§ WHAT YOU HAVE TO DO: Repeat the rows below word for word, starting at the very first line and ending with the line that contains "[212,182,252,264]".

── EXTRACTED DATA ──

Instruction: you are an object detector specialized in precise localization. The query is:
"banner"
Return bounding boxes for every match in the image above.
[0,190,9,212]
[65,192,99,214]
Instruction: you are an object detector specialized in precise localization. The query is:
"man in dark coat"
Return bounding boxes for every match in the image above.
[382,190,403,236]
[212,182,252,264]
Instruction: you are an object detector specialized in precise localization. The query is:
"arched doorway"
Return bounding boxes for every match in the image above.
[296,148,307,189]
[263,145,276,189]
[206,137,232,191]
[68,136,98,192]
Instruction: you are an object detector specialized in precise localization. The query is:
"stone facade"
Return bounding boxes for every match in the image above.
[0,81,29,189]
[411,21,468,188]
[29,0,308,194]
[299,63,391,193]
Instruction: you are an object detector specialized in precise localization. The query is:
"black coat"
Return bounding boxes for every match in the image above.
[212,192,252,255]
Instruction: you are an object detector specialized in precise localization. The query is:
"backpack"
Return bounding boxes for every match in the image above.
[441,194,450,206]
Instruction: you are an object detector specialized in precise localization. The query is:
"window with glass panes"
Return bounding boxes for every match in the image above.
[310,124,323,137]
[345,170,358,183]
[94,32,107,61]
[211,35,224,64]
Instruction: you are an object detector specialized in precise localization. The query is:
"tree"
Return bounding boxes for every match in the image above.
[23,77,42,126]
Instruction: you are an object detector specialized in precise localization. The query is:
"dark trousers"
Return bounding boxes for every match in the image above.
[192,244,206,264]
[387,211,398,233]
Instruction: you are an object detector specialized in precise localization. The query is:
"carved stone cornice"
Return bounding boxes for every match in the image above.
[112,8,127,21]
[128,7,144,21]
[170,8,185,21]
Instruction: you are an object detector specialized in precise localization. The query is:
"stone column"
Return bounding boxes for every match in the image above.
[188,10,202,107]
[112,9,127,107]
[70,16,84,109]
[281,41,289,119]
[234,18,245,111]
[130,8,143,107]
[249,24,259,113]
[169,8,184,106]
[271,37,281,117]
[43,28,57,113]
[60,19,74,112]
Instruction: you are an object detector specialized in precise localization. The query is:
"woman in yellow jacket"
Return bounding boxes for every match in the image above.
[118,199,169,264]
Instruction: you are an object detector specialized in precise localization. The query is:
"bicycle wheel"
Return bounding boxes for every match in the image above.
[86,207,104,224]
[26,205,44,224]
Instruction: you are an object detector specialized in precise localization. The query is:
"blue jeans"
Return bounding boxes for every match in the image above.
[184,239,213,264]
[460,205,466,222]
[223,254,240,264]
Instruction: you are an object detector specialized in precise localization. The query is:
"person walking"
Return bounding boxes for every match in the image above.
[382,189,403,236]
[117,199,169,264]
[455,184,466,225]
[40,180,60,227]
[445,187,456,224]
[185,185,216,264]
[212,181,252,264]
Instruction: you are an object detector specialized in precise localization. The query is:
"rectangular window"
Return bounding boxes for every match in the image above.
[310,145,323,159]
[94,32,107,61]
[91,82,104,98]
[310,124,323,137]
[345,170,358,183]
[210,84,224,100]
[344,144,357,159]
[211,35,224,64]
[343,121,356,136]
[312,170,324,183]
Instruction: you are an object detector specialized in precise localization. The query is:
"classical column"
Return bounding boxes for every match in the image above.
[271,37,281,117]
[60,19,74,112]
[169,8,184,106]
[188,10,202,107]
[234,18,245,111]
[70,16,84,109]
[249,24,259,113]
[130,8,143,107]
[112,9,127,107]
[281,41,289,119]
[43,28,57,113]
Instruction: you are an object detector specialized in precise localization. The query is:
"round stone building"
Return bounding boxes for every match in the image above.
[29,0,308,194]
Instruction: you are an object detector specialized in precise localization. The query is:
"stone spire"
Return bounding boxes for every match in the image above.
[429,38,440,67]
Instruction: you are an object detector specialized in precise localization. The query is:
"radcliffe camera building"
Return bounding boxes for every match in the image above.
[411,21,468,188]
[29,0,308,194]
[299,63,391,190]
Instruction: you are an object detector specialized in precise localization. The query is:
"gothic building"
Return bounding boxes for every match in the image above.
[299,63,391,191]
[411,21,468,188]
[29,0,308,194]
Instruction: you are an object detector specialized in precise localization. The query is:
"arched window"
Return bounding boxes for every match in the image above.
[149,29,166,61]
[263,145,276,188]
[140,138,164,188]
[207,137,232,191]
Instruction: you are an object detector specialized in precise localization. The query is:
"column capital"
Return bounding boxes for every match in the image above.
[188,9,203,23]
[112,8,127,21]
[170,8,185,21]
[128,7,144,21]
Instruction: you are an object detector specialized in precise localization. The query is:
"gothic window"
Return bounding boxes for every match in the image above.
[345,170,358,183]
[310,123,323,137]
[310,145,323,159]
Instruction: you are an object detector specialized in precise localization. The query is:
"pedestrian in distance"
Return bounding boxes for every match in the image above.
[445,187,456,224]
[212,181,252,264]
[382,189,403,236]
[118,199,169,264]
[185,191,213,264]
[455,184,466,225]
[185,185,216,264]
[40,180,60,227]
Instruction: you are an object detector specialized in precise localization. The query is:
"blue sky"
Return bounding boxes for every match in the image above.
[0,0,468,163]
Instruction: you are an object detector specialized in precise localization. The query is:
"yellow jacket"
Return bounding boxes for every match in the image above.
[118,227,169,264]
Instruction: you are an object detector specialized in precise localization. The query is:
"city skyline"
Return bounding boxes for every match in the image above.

───

§ WRITTEN SOLUTION:
Instruction: you are an object detector specialized in precise localization. The query is:
"banner"
Return bounding boxes for every match in the image above.
[0,190,9,212]
[65,192,99,214]
Instruction: you are an object detector specialized in precise localization. The query is:
"man in dark coat"
Return bounding boxes for every match in the image above.
[382,190,403,236]
[212,182,252,264]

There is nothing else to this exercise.